Objectif visé -
Répondez aux questions suivantes à partir du texte proposé sur l'irrigation :
(a) Quels investissements la Cour des comptes européenne critique-t-elle particulièrement ?
(b) À quelle date son rapport sur l'adaptation au changement climatique dans l'UE a-t-il été publié ?
(c) Quel financement le projet de production de kiwis en Nouvelle-Aquitaine a-t-il obtenu, et au titre de quel programme ?

Texte proposé -

Gestion de l’eau
L’irrigation dans le viseur de la Cour des comptes européenne
Dans un travail portant sur l’adaptation de l’UE aux phénomènes climatiques extrêmes de plus en plus fréquents, la Cour des comptes européenne pointe certaines incohérences de la stratégie européenne notamment en matière agricole. Les investissements dans l’irrigation sont particulièrement critiqués.
Dans un travail portant sur l’adaptation de l’UE aux phénomènes climatiques extrêmes de plus en plus fréquents, la Cour des comptes européenne pointe certaines incohérences de la stratégie européenne notamment en matière agricole. Les investissements dans l’irrigation sont particulièrement critiqués.
«Compte tenu de l’allongement et de la fréquence accrue des périodes de sécheresse qui menacent l’UE, ainsi que de la pression exercée sur les masses d’eau, l’irrigation ne constitue pas une réponse durable aux besoins d’adaptation de l’agriculture», estime la Cour des comptes européenne dans un rapport sur l’adaptation au changement climatique dans l’UE publié le 16 octobre. Globalement, la Cour considère que les actions ne sont pas à la hauteur des ambitions affichées et que, bien souvent, les solutions à court terme sont plus prisées que celles à long terme. Promouvoir une utilisation rationnelle de l’eau en finançant la modernisation des équipements, par exemple, ne se traduit pas obligatoirement par une diminution globale de la consommation, car l’augmentation des superficies irriguées et l’allongement des périodes de sécheresse nécessitent des ressources supplémentaires, notent les auditeurs. Ils prennent l’exemple d’un projet de production de kiwis en Nouvelle-Aquitaine qui a bénéficié d’un financement de 110 064 € au titre du programme de développement rural pour la construction d’un réservoir rempli en hiver par pompage d’une rivière déjà fortement sollicitée pour l’irrigation.

Données extraites -
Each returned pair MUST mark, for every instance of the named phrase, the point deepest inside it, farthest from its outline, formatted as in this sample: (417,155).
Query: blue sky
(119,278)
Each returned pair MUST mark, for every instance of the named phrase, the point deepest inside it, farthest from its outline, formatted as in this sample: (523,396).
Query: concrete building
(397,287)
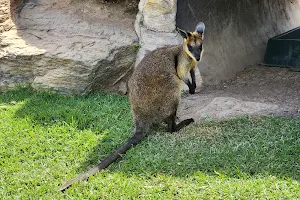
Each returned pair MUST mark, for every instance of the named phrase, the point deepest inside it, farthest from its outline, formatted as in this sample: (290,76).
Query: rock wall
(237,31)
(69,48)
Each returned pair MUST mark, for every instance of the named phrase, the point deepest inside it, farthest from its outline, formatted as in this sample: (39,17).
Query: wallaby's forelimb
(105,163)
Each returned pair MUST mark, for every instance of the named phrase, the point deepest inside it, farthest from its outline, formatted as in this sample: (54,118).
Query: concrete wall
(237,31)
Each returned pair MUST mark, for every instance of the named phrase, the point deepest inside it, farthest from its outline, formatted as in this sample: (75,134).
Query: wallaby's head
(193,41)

---

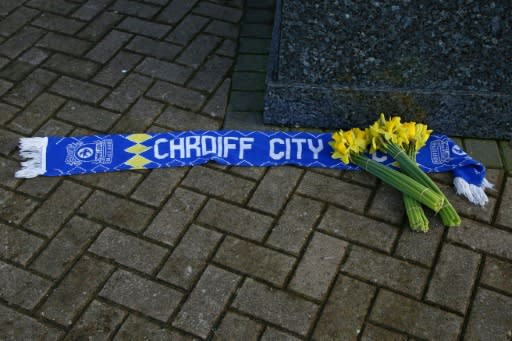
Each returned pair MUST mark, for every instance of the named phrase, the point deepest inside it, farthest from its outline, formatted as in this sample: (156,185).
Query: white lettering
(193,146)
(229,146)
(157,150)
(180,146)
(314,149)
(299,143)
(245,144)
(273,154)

Corrigé -
(a) Les investissements dans l'irrigation.
(b) Le 16 octobre.
(c) Un financement de 110 064 €, au titre du programme de développement rural.